**Trecho selecionado**.
╭──
Páginas

quarta-feira, 19 de outubro de 2011

CRER X QUERER

Quando se fala em crer logo se associa à idéia de crer em dogmas, crer em milagres, ou crer em coisas fantasiosas, sem fundamento, etc. Mas há também o crer em coisas práticas, crer em prerrogativas e ideais, um outro tipo de crença mas que pode também levar à alienação justamente pela passividade do tão somente crer e mais nada.Por exemplo, é possível que alguém acredite de fato em um conceito legítimo como o de que a humanidade, o homem em si, deve evoluir como ser humano revendo e mudando seus paradigmas para realizar esta evolução, conhecendo a si mesmo, buscando pensar e agir melhor, etc. Mas ao mesmo tempo a própria pessoa que assimilou e assumiu estas verdades, pode ela própria não gostar de ver-se posta à prova de modo a ter que pensar sobre seus paradigmas ou mesmo não gosta de fazer esforço durante os episódios do seu dia-a-dia para identificar e modificar seus pré-conceitos formados e atitudes contrárias à verdade que consentiu... “Pra quê se estressar com estas coisas?!”, “é assim que as coisas funcionam com todo mundo, ninguém é ruim por isso...”, diz internamente para si mesmo, mas em outro momento lá está o crente achando lindo quando lê ou escuta algo que acredita que é importante e que crê já estar no caminho, crê já estar praticando, simplesmente porque reconhece aquilo como verdade. É mais um crente, daquele que apenas acredita que algo é uma verdade, mas saindo do êxtase daquele instante em que lustra sua preciosa “verdade”, não quer vivê-la como tal porque é “cansativo” lutar e crescer internamente, já basta a ocupação da rotina diária... “Seria bom”, mas ainda não... Possui o crer, mas não o substitui pelo querer. Vislumbra e admira o outro lado do rio, mas não faz a travessia.

Relembro a frase de William Shakespeare: “A transformação é uma porta que só se abre por dentro”. Cada um tem que despertar em si a vontade de querer viver com a nova postura que na busca reconhece ser melhor, alimentando a mente e o coração com o que for necessário para as etapas desta transformação, passando do crer, neste sentido, ao querer, e do querer ao fazer.
╰──
**Tarefa proposta**. Copie fielmente a parte do texto sobre crer e querer que começa em "Relembro a frase" e termina em "querer ao fazer.".

Dados registrados
╭──
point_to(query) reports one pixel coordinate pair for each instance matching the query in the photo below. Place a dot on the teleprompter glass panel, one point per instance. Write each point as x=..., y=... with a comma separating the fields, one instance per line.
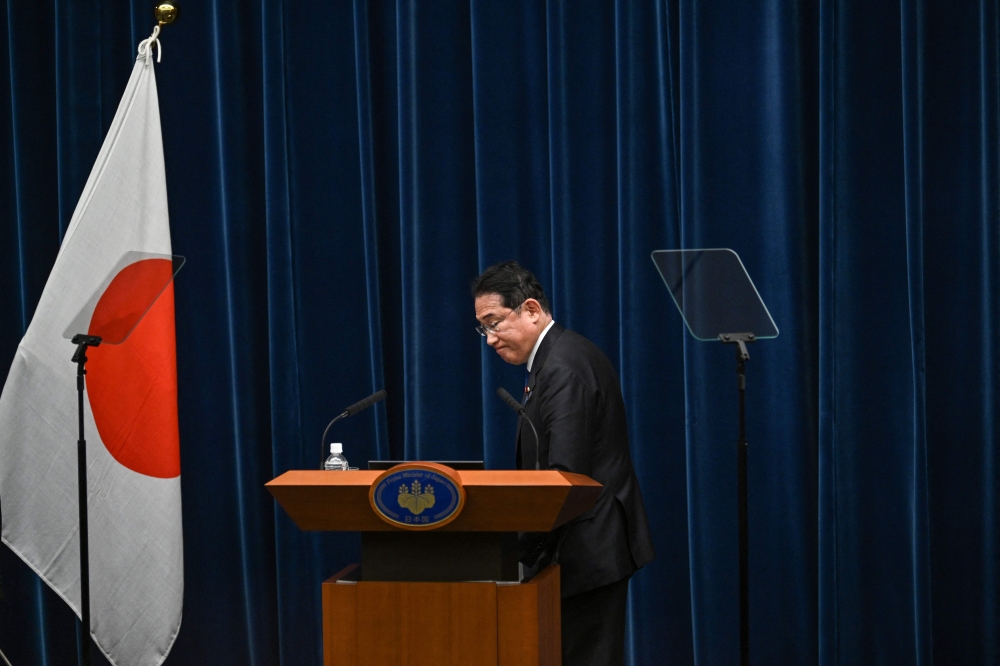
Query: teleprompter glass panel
x=714, y=293
x=125, y=296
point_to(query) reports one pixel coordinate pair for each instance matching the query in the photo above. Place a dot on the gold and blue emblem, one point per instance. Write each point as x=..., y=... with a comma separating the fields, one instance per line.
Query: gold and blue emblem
x=418, y=495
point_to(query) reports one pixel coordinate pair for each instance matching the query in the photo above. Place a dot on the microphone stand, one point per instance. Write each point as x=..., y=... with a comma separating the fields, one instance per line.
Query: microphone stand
x=359, y=406
x=80, y=358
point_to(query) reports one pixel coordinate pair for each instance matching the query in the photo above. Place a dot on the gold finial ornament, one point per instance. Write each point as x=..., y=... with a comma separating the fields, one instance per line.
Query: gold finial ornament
x=166, y=13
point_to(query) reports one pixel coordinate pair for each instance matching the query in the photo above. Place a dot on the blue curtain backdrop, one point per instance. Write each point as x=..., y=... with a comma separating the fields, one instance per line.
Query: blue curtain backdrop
x=339, y=171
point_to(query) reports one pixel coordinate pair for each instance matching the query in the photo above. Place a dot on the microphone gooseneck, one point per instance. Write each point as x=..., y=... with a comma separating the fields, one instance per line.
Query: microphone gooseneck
x=361, y=405
x=518, y=409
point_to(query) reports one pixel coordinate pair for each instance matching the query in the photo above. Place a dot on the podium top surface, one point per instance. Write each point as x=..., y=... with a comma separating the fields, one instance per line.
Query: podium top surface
x=496, y=500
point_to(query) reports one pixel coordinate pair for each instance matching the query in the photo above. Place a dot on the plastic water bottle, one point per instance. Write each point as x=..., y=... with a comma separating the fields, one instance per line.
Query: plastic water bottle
x=336, y=461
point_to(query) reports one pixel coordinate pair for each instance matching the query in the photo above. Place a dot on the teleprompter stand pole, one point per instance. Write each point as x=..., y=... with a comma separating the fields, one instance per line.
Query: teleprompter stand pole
x=80, y=358
x=742, y=356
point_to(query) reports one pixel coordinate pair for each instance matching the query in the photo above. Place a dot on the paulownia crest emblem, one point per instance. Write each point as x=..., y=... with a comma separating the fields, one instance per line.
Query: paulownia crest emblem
x=416, y=498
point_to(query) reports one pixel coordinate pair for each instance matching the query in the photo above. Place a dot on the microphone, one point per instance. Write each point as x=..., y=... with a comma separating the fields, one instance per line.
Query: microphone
x=359, y=406
x=518, y=409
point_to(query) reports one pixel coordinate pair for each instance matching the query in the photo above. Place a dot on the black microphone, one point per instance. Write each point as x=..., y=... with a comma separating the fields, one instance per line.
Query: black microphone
x=518, y=409
x=350, y=411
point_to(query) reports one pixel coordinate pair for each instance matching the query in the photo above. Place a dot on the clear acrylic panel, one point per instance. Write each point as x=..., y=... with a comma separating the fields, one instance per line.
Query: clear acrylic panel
x=125, y=296
x=714, y=293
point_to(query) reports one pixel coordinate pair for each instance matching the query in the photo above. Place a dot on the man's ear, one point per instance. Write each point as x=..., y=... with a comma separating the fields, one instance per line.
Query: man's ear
x=532, y=307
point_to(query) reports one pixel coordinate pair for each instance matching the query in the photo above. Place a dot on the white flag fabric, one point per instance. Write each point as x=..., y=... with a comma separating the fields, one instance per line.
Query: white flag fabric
x=133, y=448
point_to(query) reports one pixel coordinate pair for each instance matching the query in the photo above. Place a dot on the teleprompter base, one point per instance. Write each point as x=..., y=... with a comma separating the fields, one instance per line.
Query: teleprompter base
x=369, y=623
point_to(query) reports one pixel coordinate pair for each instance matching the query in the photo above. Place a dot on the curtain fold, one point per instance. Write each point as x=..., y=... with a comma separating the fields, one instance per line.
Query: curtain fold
x=339, y=173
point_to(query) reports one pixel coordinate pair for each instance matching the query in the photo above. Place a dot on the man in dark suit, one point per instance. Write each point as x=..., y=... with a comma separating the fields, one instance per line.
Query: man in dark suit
x=573, y=397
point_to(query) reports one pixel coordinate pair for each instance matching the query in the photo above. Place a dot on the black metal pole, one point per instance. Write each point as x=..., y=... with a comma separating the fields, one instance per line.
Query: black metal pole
x=80, y=358
x=741, y=458
x=742, y=356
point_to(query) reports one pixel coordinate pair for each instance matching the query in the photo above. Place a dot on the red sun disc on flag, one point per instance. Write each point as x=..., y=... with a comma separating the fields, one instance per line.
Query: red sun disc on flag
x=132, y=386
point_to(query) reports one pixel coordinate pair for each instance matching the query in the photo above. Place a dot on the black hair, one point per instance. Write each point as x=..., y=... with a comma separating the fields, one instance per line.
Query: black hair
x=513, y=283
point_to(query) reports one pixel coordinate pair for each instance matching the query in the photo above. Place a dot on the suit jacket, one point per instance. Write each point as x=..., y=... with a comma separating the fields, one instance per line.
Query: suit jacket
x=575, y=401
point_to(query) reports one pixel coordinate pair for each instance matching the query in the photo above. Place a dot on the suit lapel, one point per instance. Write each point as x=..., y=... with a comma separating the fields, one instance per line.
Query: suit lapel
x=543, y=351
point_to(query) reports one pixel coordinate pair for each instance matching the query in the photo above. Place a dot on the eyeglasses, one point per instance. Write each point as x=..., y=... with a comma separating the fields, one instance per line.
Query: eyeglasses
x=494, y=326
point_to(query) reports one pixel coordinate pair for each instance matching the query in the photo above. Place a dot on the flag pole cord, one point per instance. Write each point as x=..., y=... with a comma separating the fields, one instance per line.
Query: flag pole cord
x=80, y=358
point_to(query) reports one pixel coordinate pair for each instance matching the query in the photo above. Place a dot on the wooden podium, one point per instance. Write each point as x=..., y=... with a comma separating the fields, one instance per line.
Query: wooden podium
x=444, y=595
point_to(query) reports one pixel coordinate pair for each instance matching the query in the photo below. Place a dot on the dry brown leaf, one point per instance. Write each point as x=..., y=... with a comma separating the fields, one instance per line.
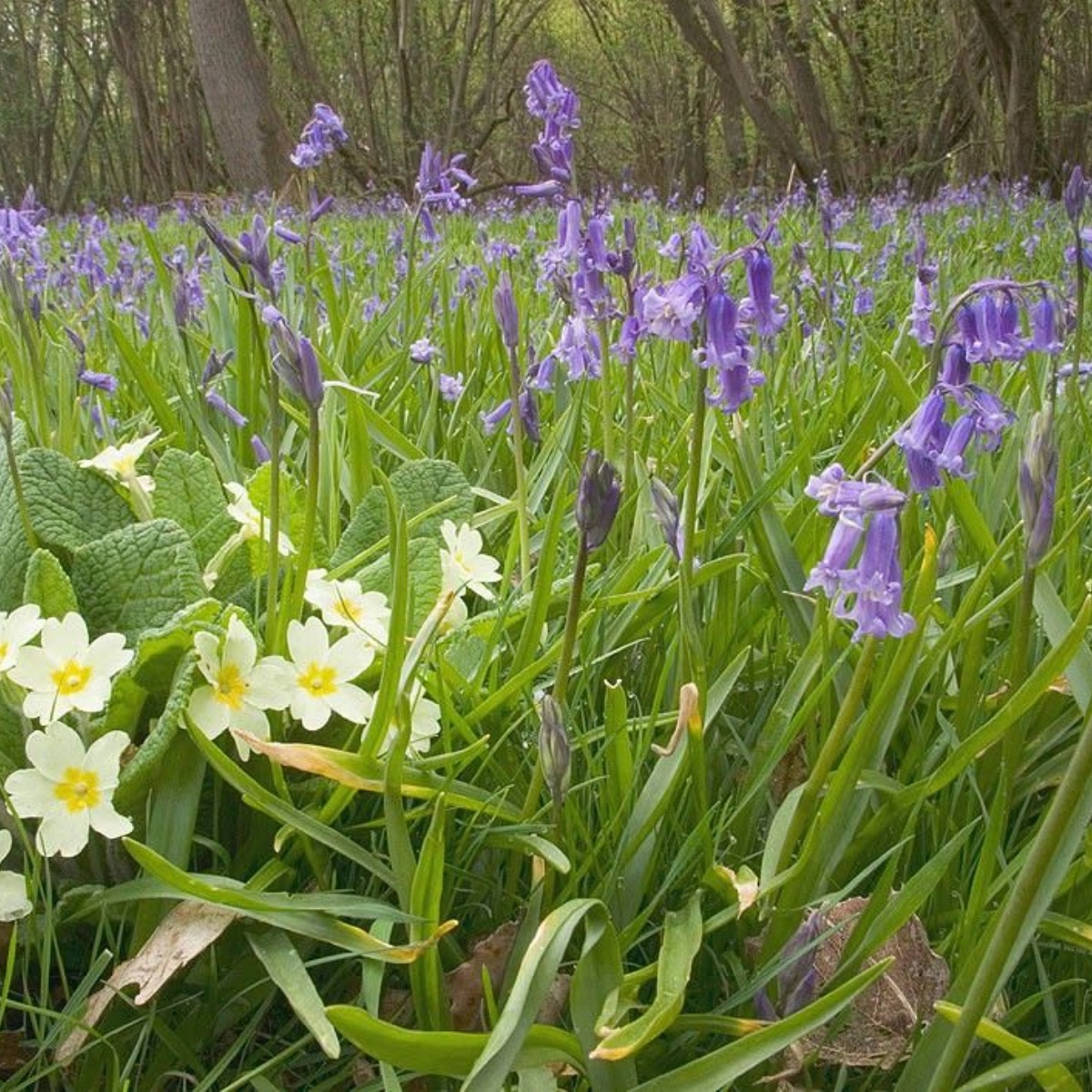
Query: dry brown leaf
x=880, y=1024
x=178, y=939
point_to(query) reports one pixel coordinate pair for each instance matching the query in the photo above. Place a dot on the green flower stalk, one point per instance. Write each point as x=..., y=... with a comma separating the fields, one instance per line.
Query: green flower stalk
x=503, y=305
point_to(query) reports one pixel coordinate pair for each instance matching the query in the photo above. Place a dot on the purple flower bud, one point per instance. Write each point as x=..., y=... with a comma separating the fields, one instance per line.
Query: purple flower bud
x=1044, y=327
x=451, y=387
x=216, y=365
x=259, y=449
x=598, y=498
x=508, y=317
x=665, y=507
x=99, y=380
x=1074, y=195
x=223, y=407
x=555, y=752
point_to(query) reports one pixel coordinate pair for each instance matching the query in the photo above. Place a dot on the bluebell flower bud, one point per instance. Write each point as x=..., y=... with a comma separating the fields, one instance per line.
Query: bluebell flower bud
x=598, y=498
x=555, y=752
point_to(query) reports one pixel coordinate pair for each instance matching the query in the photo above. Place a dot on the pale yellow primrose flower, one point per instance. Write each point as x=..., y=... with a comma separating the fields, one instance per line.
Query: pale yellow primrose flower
x=240, y=687
x=14, y=901
x=16, y=629
x=344, y=603
x=323, y=674
x=252, y=524
x=70, y=789
x=120, y=462
x=463, y=562
x=424, y=724
x=68, y=672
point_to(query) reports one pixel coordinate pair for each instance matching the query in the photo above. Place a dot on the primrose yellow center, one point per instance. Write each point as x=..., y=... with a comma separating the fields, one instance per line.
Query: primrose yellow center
x=230, y=687
x=71, y=678
x=319, y=682
x=348, y=610
x=77, y=789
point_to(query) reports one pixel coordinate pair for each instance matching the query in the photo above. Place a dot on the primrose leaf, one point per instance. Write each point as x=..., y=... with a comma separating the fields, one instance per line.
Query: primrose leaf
x=48, y=585
x=188, y=491
x=420, y=486
x=136, y=578
x=70, y=507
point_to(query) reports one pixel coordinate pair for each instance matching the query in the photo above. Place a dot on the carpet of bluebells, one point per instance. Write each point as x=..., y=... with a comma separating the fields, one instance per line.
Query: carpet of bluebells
x=546, y=642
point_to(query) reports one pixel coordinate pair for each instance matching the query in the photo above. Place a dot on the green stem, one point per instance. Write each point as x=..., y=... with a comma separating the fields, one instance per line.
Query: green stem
x=693, y=661
x=521, y=476
x=274, y=535
x=606, y=392
x=571, y=625
x=1057, y=839
x=310, y=520
x=807, y=805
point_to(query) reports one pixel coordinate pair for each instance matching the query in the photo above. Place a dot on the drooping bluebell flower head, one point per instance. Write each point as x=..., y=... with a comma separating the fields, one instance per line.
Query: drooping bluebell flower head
x=294, y=359
x=557, y=107
x=671, y=310
x=1075, y=195
x=762, y=308
x=1037, y=486
x=321, y=136
x=437, y=179
x=868, y=593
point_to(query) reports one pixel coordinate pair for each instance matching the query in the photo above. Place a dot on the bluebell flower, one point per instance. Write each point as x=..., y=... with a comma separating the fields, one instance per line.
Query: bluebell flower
x=763, y=308
x=671, y=310
x=321, y=136
x=451, y=387
x=437, y=179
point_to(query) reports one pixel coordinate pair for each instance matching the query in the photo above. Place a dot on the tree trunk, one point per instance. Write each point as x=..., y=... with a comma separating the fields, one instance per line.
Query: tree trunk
x=807, y=92
x=248, y=128
x=719, y=48
x=1013, y=31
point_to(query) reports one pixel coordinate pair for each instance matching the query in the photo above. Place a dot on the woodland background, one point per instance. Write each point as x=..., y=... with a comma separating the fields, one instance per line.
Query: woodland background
x=106, y=99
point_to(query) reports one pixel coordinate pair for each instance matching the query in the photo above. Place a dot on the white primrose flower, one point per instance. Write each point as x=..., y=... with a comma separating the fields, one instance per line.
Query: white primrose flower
x=17, y=628
x=463, y=562
x=344, y=603
x=14, y=901
x=424, y=724
x=323, y=675
x=69, y=789
x=240, y=687
x=69, y=671
x=120, y=462
x=252, y=524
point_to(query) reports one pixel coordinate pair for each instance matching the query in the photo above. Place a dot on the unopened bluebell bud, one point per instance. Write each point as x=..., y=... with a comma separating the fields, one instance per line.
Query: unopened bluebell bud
x=598, y=498
x=554, y=749
x=1037, y=486
x=508, y=317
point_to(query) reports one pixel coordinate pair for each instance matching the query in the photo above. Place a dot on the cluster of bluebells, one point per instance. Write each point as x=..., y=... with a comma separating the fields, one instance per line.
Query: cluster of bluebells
x=861, y=572
x=697, y=306
x=989, y=328
x=321, y=136
x=557, y=107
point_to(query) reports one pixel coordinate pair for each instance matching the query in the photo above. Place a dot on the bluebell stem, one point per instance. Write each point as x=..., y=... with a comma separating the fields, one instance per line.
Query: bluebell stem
x=665, y=507
x=598, y=498
x=508, y=317
x=555, y=752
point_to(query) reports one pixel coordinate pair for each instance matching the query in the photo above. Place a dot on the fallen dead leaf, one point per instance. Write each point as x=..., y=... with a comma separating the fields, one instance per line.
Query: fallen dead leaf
x=178, y=939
╰──
**Resultado da tarefa**.
Relembro a frase de William Shakespeare: “A transformação é uma porta que só se abre por dentro”. Cada um tem que despertar em si a vontade de querer viver com a nova postura que na busca reconhece ser melhor, alimentando a mente e o coração com o que for necessário para as etapas desta transformação, passando do crer, neste sentido, ao querer, e do querer ao fazer.